[Records from a data source]
———
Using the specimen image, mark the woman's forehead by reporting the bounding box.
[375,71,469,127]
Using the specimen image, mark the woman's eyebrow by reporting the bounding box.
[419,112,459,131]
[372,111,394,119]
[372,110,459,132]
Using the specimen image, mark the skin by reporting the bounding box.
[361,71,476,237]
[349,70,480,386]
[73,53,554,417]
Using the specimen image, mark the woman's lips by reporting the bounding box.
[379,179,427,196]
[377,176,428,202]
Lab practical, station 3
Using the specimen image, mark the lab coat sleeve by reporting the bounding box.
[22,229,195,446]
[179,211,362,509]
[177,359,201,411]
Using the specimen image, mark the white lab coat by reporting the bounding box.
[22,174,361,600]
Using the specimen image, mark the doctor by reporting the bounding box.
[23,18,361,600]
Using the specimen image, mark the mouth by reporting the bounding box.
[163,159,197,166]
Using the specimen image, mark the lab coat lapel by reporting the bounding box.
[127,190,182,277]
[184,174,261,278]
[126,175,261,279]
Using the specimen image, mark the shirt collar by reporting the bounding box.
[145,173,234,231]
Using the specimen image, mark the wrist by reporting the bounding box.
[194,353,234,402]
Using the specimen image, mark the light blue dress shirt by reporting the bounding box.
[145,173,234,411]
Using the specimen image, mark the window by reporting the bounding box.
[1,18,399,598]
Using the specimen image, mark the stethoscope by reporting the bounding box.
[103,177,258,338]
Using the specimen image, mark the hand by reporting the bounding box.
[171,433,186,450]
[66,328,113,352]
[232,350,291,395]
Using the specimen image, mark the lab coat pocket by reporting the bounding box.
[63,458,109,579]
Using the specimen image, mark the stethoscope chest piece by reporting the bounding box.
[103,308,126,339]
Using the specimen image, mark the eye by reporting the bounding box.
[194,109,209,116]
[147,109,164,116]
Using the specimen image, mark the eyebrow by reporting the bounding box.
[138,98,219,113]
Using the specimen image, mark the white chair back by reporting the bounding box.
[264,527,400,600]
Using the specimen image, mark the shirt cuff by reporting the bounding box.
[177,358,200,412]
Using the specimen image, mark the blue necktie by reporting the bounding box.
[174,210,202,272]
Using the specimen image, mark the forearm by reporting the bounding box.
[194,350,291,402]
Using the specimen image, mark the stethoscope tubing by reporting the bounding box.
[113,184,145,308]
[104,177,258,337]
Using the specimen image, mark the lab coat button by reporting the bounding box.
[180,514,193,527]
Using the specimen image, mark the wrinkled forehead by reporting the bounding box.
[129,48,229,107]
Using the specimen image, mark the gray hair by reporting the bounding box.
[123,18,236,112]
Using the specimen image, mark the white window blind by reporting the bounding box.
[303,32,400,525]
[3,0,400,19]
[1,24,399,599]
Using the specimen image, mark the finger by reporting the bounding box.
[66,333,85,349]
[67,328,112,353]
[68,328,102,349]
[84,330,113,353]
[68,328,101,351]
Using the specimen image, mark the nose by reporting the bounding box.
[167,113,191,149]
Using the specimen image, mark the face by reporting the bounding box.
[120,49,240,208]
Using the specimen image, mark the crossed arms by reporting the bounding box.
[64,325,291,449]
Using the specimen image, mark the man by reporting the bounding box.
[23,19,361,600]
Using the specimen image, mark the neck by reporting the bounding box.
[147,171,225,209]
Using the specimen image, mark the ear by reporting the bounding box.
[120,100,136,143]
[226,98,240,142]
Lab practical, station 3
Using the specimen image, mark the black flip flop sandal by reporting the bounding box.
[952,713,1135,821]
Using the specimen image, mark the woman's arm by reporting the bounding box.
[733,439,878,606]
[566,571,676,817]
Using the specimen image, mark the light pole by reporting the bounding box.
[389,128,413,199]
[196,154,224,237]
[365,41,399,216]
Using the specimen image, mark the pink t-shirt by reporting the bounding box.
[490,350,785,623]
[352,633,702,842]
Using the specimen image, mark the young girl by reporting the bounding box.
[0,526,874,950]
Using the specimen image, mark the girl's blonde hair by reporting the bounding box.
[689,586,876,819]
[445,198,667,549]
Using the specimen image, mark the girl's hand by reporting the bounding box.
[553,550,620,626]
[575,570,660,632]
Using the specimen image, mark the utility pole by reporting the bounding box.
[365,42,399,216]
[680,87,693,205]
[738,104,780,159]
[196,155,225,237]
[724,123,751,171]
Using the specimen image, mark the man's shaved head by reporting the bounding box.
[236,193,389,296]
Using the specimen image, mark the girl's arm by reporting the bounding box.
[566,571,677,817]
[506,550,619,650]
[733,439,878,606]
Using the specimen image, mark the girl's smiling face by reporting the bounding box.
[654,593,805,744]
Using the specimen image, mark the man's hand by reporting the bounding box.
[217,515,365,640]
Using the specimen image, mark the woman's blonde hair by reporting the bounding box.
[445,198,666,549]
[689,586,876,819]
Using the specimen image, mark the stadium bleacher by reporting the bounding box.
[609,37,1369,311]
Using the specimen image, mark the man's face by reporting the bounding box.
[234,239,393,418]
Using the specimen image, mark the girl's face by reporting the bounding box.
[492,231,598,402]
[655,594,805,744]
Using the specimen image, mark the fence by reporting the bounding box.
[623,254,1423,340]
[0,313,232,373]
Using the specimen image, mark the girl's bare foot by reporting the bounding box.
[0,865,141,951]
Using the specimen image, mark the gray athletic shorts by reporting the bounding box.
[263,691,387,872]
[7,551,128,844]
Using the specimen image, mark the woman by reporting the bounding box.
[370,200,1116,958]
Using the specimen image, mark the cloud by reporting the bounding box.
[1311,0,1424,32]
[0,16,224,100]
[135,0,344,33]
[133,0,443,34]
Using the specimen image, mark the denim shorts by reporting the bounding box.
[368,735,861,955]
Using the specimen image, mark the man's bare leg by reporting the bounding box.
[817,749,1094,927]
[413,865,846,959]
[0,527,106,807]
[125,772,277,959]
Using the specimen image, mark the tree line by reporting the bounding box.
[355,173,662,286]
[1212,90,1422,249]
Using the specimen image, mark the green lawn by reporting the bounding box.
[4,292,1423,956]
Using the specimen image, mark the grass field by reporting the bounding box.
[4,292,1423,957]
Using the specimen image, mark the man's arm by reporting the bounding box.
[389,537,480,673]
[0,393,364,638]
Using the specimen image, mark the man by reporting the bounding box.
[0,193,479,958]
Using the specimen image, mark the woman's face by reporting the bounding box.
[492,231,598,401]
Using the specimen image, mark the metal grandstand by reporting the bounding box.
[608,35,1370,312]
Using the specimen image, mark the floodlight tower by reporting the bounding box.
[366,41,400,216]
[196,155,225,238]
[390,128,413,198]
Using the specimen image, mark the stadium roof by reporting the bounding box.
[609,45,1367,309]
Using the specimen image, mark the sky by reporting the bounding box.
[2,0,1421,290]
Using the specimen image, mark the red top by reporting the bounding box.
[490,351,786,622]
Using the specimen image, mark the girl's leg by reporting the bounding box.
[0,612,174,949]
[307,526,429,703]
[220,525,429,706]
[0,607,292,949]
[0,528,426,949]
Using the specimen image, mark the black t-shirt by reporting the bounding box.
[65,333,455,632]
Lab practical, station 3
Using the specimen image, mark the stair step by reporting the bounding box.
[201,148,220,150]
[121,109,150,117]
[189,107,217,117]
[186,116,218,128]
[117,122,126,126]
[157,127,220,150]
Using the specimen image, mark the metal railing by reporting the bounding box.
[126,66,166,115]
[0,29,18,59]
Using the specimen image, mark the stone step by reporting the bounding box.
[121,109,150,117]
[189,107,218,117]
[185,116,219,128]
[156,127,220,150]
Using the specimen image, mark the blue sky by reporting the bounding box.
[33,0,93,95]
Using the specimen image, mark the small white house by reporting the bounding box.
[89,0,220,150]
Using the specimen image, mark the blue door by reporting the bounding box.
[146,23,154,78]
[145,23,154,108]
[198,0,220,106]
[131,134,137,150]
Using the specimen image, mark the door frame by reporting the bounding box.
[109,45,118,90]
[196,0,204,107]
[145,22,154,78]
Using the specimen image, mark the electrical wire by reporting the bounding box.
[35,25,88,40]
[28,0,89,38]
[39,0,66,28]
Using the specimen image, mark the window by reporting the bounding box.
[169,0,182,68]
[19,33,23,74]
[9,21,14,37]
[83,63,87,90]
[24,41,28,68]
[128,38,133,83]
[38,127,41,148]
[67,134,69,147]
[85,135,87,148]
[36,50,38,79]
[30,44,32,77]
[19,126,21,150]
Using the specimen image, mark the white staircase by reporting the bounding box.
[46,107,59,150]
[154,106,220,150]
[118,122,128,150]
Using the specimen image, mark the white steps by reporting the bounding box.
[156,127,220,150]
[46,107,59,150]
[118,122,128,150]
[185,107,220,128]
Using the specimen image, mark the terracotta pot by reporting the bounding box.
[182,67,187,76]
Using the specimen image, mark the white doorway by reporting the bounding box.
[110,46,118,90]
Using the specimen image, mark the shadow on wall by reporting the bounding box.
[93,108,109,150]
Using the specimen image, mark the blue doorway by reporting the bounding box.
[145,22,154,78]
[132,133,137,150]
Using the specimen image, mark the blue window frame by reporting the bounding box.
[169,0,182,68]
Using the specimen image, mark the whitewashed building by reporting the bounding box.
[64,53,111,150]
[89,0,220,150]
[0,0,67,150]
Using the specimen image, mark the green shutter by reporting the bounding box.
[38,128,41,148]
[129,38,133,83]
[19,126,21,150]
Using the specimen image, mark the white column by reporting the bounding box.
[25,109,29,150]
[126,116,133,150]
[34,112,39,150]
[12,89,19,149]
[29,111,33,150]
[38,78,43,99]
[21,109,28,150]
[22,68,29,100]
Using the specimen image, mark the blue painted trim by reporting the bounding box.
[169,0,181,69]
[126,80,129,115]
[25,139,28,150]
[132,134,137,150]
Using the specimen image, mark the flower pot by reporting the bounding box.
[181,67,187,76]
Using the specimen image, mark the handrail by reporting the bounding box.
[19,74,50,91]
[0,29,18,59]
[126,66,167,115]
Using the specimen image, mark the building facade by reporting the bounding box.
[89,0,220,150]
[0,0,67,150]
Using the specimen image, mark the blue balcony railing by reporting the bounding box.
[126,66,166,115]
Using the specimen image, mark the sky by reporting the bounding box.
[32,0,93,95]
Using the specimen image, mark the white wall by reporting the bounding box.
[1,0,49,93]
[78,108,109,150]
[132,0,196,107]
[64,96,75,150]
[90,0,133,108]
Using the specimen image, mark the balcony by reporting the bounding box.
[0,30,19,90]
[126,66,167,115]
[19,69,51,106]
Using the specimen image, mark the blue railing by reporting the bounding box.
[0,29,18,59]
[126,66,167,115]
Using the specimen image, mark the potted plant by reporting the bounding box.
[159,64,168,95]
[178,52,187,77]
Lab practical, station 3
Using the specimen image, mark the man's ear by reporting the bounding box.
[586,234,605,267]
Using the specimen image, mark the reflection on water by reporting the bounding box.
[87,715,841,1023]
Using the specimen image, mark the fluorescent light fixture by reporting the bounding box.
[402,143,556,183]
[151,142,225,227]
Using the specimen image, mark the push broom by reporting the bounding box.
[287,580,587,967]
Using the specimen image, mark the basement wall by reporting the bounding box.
———
Print exactly the lines between the line with "Using the specimen image, mark the potted" and the final line of the records above, both included.

Using the specimen image, mark the potted plant by reporting the bounding box.
[159,64,168,95]
[178,52,187,77]
Lab practical, station 3
Using the specimen image, mark the man's ear by reporting the bounding box.
[586,234,605,267]
Using the specimen image, mark the reflection on water by reporting the bounding box.
[87,715,841,1023]
Using the specimen image, mark the fluorescent light fixture by reporting the bounding box.
[402,143,556,183]
[151,142,225,227]
Using the specimen image, mark the push broom by reporting the bounding box.
[287,580,587,967]
Using the specimen image, mark the basement wall by reporting the bounding box.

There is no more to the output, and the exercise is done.